§ **Your task**: Repeat only the lines from the one holding "the blue sea" down to the last line of the listing below, including both of those lines.

§ **Named-object pointing records**:

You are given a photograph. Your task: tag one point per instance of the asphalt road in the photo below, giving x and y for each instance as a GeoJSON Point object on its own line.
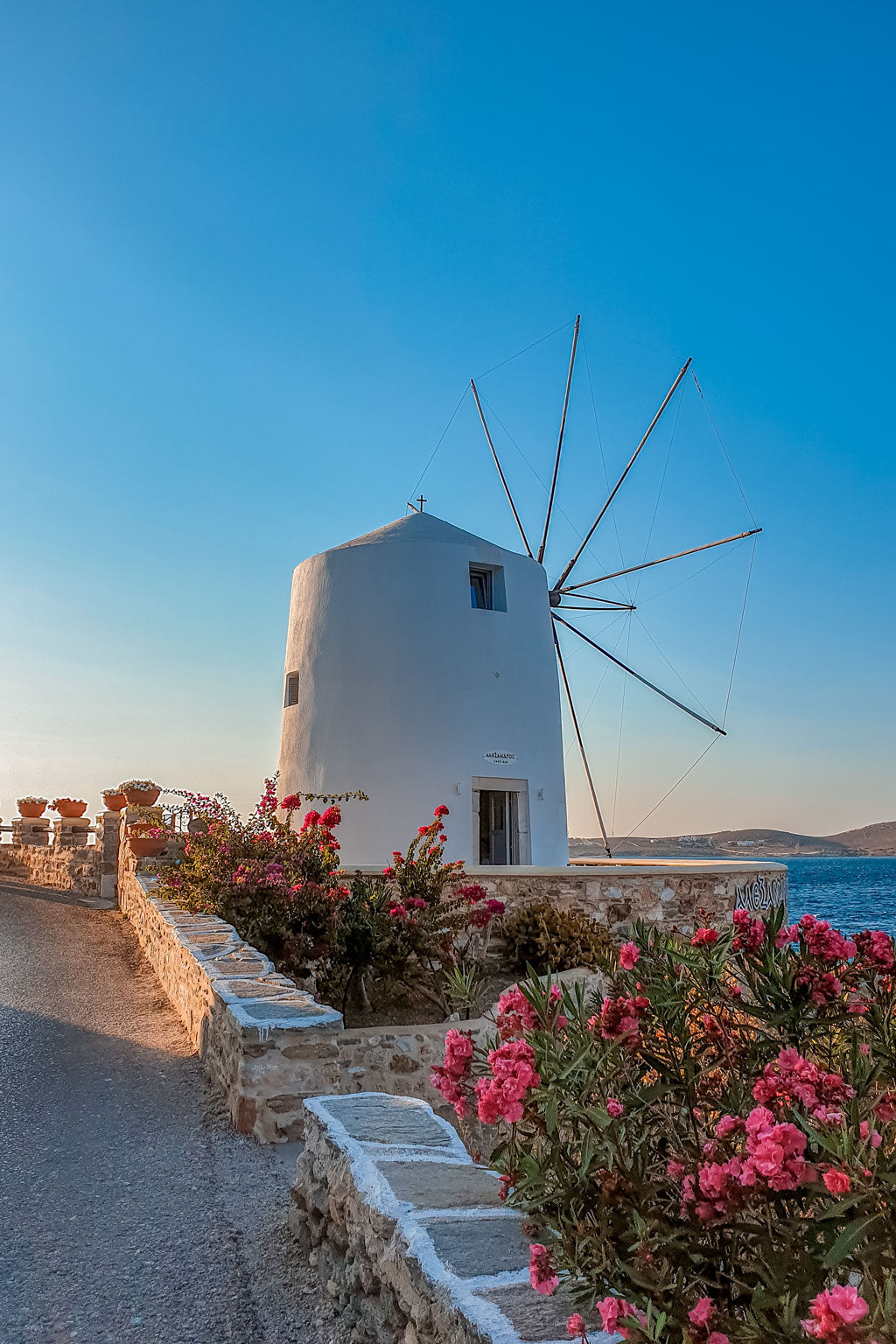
{"type": "Point", "coordinates": [130, 1211]}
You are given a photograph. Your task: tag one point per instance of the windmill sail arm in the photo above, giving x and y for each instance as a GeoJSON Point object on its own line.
{"type": "Point", "coordinates": [662, 559]}
{"type": "Point", "coordinates": [582, 752]}
{"type": "Point", "coordinates": [630, 464]}
{"type": "Point", "coordinates": [642, 679]}
{"type": "Point", "coordinates": [507, 488]}
{"type": "Point", "coordinates": [556, 460]}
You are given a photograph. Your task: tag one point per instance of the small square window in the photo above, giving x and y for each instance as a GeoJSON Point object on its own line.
{"type": "Point", "coordinates": [481, 589]}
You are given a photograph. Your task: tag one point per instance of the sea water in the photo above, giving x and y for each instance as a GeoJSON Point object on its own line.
{"type": "Point", "coordinates": [852, 894]}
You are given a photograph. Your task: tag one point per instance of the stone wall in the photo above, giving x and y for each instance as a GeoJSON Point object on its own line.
{"type": "Point", "coordinates": [266, 1045]}
{"type": "Point", "coordinates": [409, 1236]}
{"type": "Point", "coordinates": [615, 892]}
{"type": "Point", "coordinates": [60, 859]}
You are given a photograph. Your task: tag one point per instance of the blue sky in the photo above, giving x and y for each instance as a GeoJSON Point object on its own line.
{"type": "Point", "coordinates": [250, 255]}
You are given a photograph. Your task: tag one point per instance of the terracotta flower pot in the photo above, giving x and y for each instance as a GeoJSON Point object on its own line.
{"type": "Point", "coordinates": [72, 809]}
{"type": "Point", "coordinates": [143, 847]}
{"type": "Point", "coordinates": [32, 809]}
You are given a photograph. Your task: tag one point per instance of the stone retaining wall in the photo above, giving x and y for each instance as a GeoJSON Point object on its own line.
{"type": "Point", "coordinates": [409, 1236]}
{"type": "Point", "coordinates": [617, 892]}
{"type": "Point", "coordinates": [266, 1045]}
{"type": "Point", "coordinates": [62, 859]}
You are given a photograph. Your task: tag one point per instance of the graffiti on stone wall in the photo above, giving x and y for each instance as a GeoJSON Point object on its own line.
{"type": "Point", "coordinates": [762, 892]}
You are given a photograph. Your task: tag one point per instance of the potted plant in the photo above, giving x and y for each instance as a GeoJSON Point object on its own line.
{"type": "Point", "coordinates": [150, 844]}
{"type": "Point", "coordinates": [32, 807]}
{"type": "Point", "coordinates": [140, 794]}
{"type": "Point", "coordinates": [69, 807]}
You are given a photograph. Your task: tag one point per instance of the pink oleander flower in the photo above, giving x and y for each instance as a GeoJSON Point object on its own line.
{"type": "Point", "coordinates": [542, 1276]}
{"type": "Point", "coordinates": [514, 1012]}
{"type": "Point", "coordinates": [452, 1077]}
{"type": "Point", "coordinates": [795, 1081]}
{"type": "Point", "coordinates": [775, 1153]}
{"type": "Point", "coordinates": [703, 1312]}
{"type": "Point", "coordinates": [825, 942]}
{"type": "Point", "coordinates": [612, 1309]}
{"type": "Point", "coordinates": [886, 1108]}
{"type": "Point", "coordinates": [876, 948]}
{"type": "Point", "coordinates": [837, 1181]}
{"type": "Point", "coordinates": [620, 1019]}
{"type": "Point", "coordinates": [832, 1309]}
{"type": "Point", "coordinates": [514, 1075]}
{"type": "Point", "coordinates": [750, 933]}
{"type": "Point", "coordinates": [865, 1132]}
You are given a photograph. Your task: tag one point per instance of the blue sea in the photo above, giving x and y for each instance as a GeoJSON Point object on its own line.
{"type": "Point", "coordinates": [852, 894]}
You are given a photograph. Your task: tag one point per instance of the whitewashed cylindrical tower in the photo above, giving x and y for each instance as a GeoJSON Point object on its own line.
{"type": "Point", "coordinates": [421, 669]}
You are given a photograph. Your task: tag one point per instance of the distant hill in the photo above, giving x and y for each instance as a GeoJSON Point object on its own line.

§ **Expected output**:
You are given a photograph. Your task: tag one point per instance of the blue sea in the photo above, giving x and y for each instance as a GeoJSON Point object on its own line.
{"type": "Point", "coordinates": [852, 894]}
You are given a photograph. Your task: tag one point per instance of the whitewashed cylindrical tower in the photo above, giving x and y for each instance as a GeoJSON Point object on its own line.
{"type": "Point", "coordinates": [421, 669]}
You are given a photograph. Your task: tag one point per instance of the distant hill in the photo above, giving x and y for each instance as a GeoJSON Point object on its own line.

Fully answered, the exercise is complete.